**Task brief**
The entries are to be printed again word for word, but no picture may appear.

▬▬▬

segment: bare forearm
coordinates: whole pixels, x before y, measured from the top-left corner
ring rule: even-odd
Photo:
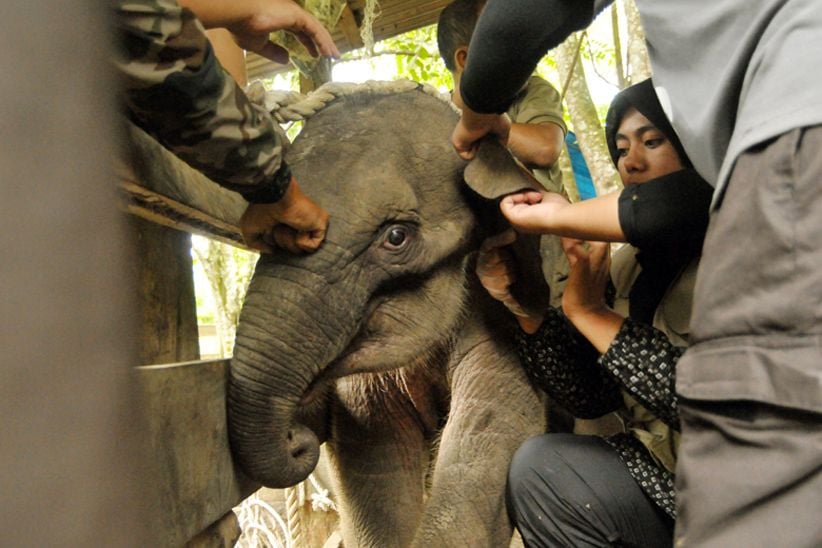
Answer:
[[[596,310],[566,310],[565,312],[574,327],[600,354],[608,351],[625,321],[625,318],[606,307]]]
[[[549,232],[580,240],[624,242],[618,200],[619,194],[613,193],[558,208],[546,218]]]
[[[530,168],[552,167],[562,152],[562,128],[556,124],[511,124],[508,148]]]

▬▬▬

**Answer to this exercise**
segment: bare forearm
coordinates: whole pixels, x before y, measured from the top-left corner
ring rule: even-odd
Photo:
Answer:
[[[596,310],[566,310],[565,312],[574,327],[600,354],[608,351],[625,321],[625,318],[606,307]]]
[[[549,232],[580,240],[624,242],[618,200],[619,194],[613,193],[558,208],[546,218]]]
[[[530,168],[552,167],[562,152],[562,128],[556,124],[511,124],[508,148]]]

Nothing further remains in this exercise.